• [GIVEN PROBLEM] Carry over the data between the lines holding "the ladder handrail" and "33;245;142;406", inclusive, and add 40 to every bounding-box coordinate in the answers.

Collection entries
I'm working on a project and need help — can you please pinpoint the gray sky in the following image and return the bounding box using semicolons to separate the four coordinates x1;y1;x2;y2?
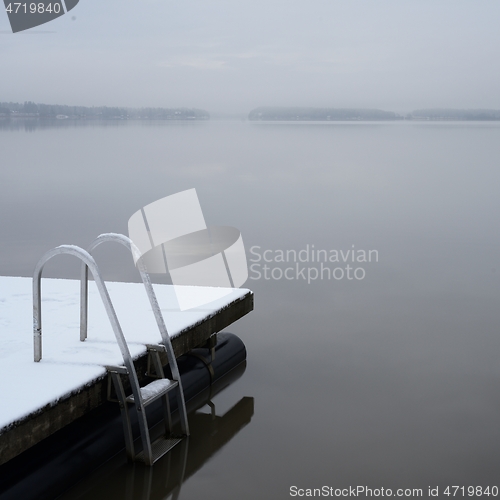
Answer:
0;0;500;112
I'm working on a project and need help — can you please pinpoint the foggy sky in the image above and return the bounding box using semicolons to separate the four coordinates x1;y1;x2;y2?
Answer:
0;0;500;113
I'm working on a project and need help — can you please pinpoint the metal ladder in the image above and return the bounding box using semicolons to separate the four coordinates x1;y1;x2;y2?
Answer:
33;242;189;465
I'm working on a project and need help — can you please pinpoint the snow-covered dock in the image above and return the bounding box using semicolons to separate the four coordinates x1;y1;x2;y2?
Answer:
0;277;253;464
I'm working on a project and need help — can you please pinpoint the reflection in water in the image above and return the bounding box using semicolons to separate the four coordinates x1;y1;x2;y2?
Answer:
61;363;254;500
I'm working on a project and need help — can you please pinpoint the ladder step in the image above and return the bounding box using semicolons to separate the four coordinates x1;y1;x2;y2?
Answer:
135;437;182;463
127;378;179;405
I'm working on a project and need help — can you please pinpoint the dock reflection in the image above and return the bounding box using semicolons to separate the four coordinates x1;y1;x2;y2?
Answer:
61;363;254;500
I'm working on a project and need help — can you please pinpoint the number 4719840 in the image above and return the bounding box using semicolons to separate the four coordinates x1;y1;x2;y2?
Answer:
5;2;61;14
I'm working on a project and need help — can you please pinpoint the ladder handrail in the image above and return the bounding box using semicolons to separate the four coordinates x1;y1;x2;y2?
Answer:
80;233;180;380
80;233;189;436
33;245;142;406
--
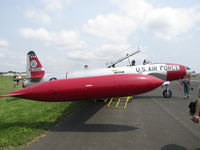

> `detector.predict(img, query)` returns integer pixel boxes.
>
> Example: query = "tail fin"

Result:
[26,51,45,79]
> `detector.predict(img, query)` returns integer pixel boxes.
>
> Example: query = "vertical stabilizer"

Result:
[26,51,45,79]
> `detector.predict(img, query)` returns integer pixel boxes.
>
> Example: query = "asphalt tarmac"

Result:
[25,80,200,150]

• [WRITTEN SOLUTION]
I'm working on a project and need help — can you please pinpoint the ladder handrail in the image above and return the bounding box using semicolons to separate the four coordinates x1;y1;x2;y2?
Answer:
120;273;220;420
120;273;229;476
73;285;182;446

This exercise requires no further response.